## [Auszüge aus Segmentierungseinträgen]

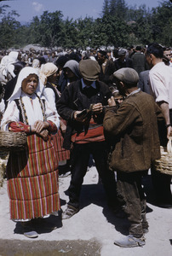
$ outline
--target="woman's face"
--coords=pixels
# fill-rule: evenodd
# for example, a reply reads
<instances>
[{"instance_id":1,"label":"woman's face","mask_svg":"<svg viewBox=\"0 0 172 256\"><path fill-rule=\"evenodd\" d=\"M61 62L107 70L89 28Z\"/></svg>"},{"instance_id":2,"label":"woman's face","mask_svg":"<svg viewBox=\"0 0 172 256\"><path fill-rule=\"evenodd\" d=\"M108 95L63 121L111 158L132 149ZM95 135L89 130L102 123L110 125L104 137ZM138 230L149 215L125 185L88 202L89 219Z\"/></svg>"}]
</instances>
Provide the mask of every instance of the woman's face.
<instances>
[{"instance_id":1,"label":"woman's face","mask_svg":"<svg viewBox=\"0 0 172 256\"><path fill-rule=\"evenodd\" d=\"M57 80L58 73L55 72L54 74L51 76L48 77L47 80L50 83L55 83Z\"/></svg>"},{"instance_id":2,"label":"woman's face","mask_svg":"<svg viewBox=\"0 0 172 256\"><path fill-rule=\"evenodd\" d=\"M72 73L72 71L69 67L65 67L64 72L67 77L67 79L72 79L75 77L75 74Z\"/></svg>"},{"instance_id":3,"label":"woman's face","mask_svg":"<svg viewBox=\"0 0 172 256\"><path fill-rule=\"evenodd\" d=\"M35 92L38 84L38 78L36 74L30 74L22 81L21 90L29 95Z\"/></svg>"}]
</instances>

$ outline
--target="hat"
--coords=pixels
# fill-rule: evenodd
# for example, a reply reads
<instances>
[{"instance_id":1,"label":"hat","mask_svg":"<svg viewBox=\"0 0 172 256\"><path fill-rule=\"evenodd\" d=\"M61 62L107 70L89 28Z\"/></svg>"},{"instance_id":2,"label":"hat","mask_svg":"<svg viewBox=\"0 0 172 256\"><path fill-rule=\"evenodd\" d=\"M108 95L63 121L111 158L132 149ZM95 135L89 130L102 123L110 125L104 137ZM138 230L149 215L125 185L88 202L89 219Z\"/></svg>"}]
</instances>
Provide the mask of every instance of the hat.
<instances>
[{"instance_id":1,"label":"hat","mask_svg":"<svg viewBox=\"0 0 172 256\"><path fill-rule=\"evenodd\" d=\"M100 49L98 52L99 52L101 55L103 55L103 56L106 56L106 50Z\"/></svg>"},{"instance_id":2,"label":"hat","mask_svg":"<svg viewBox=\"0 0 172 256\"><path fill-rule=\"evenodd\" d=\"M118 57L125 55L125 54L126 54L126 50L124 49L121 49L118 52Z\"/></svg>"},{"instance_id":3,"label":"hat","mask_svg":"<svg viewBox=\"0 0 172 256\"><path fill-rule=\"evenodd\" d=\"M130 67L123 67L114 72L113 76L121 82L136 84L139 81L138 73Z\"/></svg>"},{"instance_id":4,"label":"hat","mask_svg":"<svg viewBox=\"0 0 172 256\"><path fill-rule=\"evenodd\" d=\"M100 67L97 61L88 59L79 62L79 71L86 80L95 81L100 73Z\"/></svg>"}]
</instances>

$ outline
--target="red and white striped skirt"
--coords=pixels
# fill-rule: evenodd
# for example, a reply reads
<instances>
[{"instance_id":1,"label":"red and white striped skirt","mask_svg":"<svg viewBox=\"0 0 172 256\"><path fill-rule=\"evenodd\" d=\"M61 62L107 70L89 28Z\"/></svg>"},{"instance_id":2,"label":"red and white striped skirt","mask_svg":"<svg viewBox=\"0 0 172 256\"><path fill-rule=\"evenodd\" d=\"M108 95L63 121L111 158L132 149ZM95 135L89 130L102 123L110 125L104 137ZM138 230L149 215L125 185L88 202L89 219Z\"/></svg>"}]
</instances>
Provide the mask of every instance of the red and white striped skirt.
<instances>
[{"instance_id":1,"label":"red and white striped skirt","mask_svg":"<svg viewBox=\"0 0 172 256\"><path fill-rule=\"evenodd\" d=\"M54 136L27 137L28 148L11 152L7 165L12 219L31 219L60 210L58 159Z\"/></svg>"}]
</instances>

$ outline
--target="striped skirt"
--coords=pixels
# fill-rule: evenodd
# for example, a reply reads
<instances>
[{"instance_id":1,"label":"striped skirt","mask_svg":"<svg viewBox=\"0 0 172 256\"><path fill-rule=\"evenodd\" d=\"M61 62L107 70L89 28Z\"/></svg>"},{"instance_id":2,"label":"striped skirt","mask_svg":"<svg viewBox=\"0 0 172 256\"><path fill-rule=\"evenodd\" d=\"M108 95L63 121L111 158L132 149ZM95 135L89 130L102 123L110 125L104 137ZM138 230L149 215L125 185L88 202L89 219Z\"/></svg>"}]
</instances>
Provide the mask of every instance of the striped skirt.
<instances>
[{"instance_id":1,"label":"striped skirt","mask_svg":"<svg viewBox=\"0 0 172 256\"><path fill-rule=\"evenodd\" d=\"M54 137L27 137L27 149L11 152L7 164L10 218L31 219L60 210Z\"/></svg>"}]
</instances>

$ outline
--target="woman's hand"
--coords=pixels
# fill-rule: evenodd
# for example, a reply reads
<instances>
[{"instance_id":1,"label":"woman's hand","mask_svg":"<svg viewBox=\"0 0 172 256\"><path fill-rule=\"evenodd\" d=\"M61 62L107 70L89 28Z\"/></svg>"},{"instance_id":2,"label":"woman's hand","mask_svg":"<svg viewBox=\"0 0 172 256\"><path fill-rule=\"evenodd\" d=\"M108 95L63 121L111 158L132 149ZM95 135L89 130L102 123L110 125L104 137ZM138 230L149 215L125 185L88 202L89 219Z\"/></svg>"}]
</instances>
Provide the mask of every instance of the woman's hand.
<instances>
[{"instance_id":1,"label":"woman's hand","mask_svg":"<svg viewBox=\"0 0 172 256\"><path fill-rule=\"evenodd\" d=\"M45 129L48 129L49 126L49 124L48 122L43 122L41 120L37 120L34 124L34 127L36 129L36 132L40 134L40 132Z\"/></svg>"},{"instance_id":2,"label":"woman's hand","mask_svg":"<svg viewBox=\"0 0 172 256\"><path fill-rule=\"evenodd\" d=\"M101 103L93 104L91 110L95 113L100 113L103 111L103 106Z\"/></svg>"},{"instance_id":3,"label":"woman's hand","mask_svg":"<svg viewBox=\"0 0 172 256\"><path fill-rule=\"evenodd\" d=\"M48 130L43 130L42 131L39 135L43 137L44 141L48 141L49 139L49 131Z\"/></svg>"},{"instance_id":4,"label":"woman's hand","mask_svg":"<svg viewBox=\"0 0 172 256\"><path fill-rule=\"evenodd\" d=\"M116 106L116 102L113 96L108 99L107 102L110 107Z\"/></svg>"}]
</instances>

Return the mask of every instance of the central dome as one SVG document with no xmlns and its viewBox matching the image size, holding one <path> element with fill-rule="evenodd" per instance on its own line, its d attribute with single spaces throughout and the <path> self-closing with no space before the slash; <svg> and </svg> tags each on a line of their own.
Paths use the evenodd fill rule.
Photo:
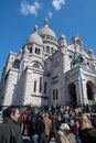
<svg viewBox="0 0 96 143">
<path fill-rule="evenodd" d="M 52 36 L 52 37 L 56 38 L 56 35 L 55 35 L 55 33 L 53 32 L 53 30 L 51 30 L 51 29 L 49 28 L 49 21 L 47 21 L 47 19 L 44 20 L 44 26 L 41 28 L 38 33 L 39 33 L 39 35 L 41 35 L 41 36 L 47 35 L 47 36 Z"/>
<path fill-rule="evenodd" d="M 40 45 L 43 44 L 42 42 L 42 37 L 38 34 L 38 26 L 35 25 L 34 28 L 34 33 L 31 34 L 28 40 L 26 40 L 26 44 L 31 44 L 31 43 L 38 43 Z"/>
</svg>

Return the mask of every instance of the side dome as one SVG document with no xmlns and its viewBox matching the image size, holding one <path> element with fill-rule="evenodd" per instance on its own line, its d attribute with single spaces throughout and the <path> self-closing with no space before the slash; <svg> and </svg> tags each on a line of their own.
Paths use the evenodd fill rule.
<svg viewBox="0 0 96 143">
<path fill-rule="evenodd" d="M 44 26 L 41 28 L 38 33 L 41 36 L 47 35 L 47 36 L 52 36 L 52 37 L 56 38 L 56 34 L 53 32 L 53 30 L 51 30 L 49 28 L 47 19 L 44 20 Z"/>
<path fill-rule="evenodd" d="M 43 44 L 42 37 L 38 34 L 38 26 L 35 25 L 34 28 L 34 33 L 31 34 L 28 40 L 26 40 L 26 44 L 32 44 L 32 43 L 36 43 L 39 45 Z"/>
</svg>

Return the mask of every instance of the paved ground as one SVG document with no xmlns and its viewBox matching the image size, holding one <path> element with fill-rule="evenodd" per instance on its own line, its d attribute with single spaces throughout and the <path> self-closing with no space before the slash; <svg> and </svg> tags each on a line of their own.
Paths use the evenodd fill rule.
<svg viewBox="0 0 96 143">
<path fill-rule="evenodd" d="M 23 136 L 23 140 L 24 140 L 24 143 L 30 143 L 30 139 L 28 136 Z M 50 141 L 50 143 L 56 143 L 55 139 L 52 138 L 51 141 Z"/>
<path fill-rule="evenodd" d="M 0 123 L 2 123 L 3 119 L 2 119 L 2 114 L 0 112 Z M 24 143 L 29 143 L 30 139 L 28 136 L 23 136 Z M 55 143 L 55 139 L 52 138 L 50 143 Z"/>
</svg>

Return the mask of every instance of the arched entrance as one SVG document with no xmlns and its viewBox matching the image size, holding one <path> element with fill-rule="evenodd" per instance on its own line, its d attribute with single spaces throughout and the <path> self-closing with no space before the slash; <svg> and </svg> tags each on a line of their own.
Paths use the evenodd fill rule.
<svg viewBox="0 0 96 143">
<path fill-rule="evenodd" d="M 71 106 L 76 107 L 76 86 L 74 82 L 68 85 L 68 94 L 71 99 Z"/>
<path fill-rule="evenodd" d="M 92 81 L 87 81 L 87 99 L 94 100 L 94 84 Z"/>
</svg>

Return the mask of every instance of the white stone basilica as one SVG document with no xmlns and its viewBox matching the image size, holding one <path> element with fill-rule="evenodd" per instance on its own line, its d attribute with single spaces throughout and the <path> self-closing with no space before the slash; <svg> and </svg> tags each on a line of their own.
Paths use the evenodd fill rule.
<svg viewBox="0 0 96 143">
<path fill-rule="evenodd" d="M 0 106 L 87 105 L 96 101 L 96 58 L 79 36 L 44 26 L 28 37 L 20 54 L 9 53 L 0 81 Z"/>
</svg>

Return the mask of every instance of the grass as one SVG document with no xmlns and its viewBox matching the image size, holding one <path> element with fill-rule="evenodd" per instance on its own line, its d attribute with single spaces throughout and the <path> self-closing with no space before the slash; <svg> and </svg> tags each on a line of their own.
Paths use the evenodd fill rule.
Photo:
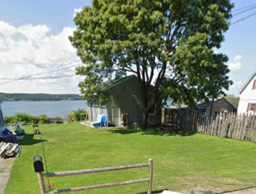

## [Zu erstellen]
Liste bitte jede Zeile der Einträge oben auf, in der das Wort „Provide“ vorkommt.

## [Übungsergebnis]
Provide the mask of every instance of the woman's face.
Provide the mask of every instance of the hat.
Provide the mask of every instance of the red and white striped skirt.
Provide the mask of every instance of the striped skirt.
Provide the mask of every instance of the woman's hand.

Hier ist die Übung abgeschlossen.